Extrait à lire:
§ §
Richard Whatmore propose une lecture contre-intuitive de la fin des Lumières à travers la pensée de huit auteurs majeurs. À la fin du XVIIIe siècle, tous constatent que les idéaux des Lumières – la paix, la tolérance, le progrès, la démocratie — subissent une érosion certaine. Cette régression va de pair avec les révolutions, les crises économiques, les guerres et une rivalité croissante entre des puissances européennes qui cherchent à maintenir et étendre leurs « empires commerciaux ». La poursuite de ces ambitions aboutit cependant à la ruine et à la perte des libertés, dans un temps d’absolutisation des monarchies, et alors que « les républiques entrent dans une période de crise prolongée » (p. xxiv).
Les révolutions américaine et française ont accentué les troubles dans les empires coloniaux britannique et français, tout comme dans l’ensemble du système mercantiliste. Tandis que les États-Unis et Haïti accèdent à l’indépendance, la prétention à l’universalité des valeurs des Lumières est remise en question : la liberté, l’égalité et la fraternité ne s’appliquent guère qu’aux hommes européens. Le propos de Whatmore ne porte donc pas tant sur l’universalité des Lumières, ni même sur l’effondrement partiel des deux grands empires coloniaux, mais plutôt sur le déclin des idéaux des Lumières – élaborés à partir de la fin du XVIIe siècle et tout au long du XVIIIe siècle, après que les guerres de religion eurent touché à leur fin en Europe (p. 135) – et l’essor de nouvelles conceptions du pouvoir politique séculier.
§ §
Enregistrements présentés:

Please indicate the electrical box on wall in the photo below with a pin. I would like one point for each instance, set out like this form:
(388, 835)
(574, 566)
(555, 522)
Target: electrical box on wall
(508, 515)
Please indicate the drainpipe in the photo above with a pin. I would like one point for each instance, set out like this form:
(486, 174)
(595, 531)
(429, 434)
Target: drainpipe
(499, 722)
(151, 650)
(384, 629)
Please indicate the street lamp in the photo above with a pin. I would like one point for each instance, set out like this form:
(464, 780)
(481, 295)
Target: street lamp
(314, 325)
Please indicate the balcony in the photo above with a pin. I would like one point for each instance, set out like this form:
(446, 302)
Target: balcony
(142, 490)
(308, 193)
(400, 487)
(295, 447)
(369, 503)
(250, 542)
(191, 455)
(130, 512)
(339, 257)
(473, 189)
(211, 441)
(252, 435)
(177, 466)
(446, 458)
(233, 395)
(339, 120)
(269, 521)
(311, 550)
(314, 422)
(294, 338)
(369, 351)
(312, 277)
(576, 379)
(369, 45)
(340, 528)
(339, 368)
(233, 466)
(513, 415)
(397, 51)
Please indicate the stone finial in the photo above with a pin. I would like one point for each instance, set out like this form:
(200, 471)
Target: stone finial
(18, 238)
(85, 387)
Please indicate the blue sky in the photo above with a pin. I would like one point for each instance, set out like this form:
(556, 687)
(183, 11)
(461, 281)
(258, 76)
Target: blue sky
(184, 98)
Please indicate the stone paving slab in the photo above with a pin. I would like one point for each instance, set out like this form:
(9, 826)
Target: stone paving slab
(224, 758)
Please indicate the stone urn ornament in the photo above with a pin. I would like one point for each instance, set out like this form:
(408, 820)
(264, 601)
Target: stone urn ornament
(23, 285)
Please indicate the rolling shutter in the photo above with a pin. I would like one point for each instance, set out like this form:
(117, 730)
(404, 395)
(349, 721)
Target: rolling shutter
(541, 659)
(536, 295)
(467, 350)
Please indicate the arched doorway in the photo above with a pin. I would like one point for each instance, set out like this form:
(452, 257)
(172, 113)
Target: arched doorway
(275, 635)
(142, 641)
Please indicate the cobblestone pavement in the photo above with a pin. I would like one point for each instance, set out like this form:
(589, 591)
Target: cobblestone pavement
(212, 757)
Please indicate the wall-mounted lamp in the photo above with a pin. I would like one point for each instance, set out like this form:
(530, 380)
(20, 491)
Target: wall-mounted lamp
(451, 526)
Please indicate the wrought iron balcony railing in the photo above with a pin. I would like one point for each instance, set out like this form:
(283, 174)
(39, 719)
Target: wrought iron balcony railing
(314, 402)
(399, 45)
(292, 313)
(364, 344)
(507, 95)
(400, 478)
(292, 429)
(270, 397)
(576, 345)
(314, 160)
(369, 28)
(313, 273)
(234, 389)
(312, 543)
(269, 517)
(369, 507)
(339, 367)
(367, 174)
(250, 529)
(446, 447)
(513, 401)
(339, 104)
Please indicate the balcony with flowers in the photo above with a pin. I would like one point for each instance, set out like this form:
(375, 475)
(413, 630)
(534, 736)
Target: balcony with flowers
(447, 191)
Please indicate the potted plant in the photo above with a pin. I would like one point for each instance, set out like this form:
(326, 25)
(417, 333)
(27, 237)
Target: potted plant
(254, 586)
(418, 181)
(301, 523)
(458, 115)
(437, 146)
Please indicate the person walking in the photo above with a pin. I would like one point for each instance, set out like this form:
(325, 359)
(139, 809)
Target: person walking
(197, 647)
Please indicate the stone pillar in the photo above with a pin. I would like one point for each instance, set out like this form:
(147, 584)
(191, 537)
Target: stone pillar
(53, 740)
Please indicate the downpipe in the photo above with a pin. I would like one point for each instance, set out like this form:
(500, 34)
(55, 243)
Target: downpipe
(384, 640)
§ §
Consignes:
1. D'après l'extrait à lire, sur la pensée de combien d'auteurs majeurs Richard Whatmore fonde-t-il sa lecture de la fin des Lumières ?
2. Reproduisez fidèlement le passage de l'extrait à lire qui commence par « Les révolutions américaine » et se termine par « pouvoir politique séculier. ».

Corrigé des exercices:
1. Huit auteurs majeurs.

2.
Les révolutions américaine et française ont accentué les troubles dans les empires coloniaux britannique et français, tout comme dans l’ensemble du système mercantiliste. Tandis que les États-Unis et Haïti accèdent à l’indépendance, la prétention à l’universalité des valeurs des Lumières est remise en question : la liberté, l’égalité et la fraternité ne s’appliquent guère qu’aux hommes européens. Le propos de Whatmore ne porte donc pas tant sur l’universalité des Lumières, ni même sur l’effondrement partiel des deux grands empires coloniaux, mais plutôt sur le déclin des idéaux des Lumières – élaborés à partir de la fin du XVIIe siècle et tout au long du XVIIIe siècle, après que les guerres de religion eurent touché à leur fin en Europe (p. 135) – et l’essor de nouvelles conceptions du pouvoir politique séculier.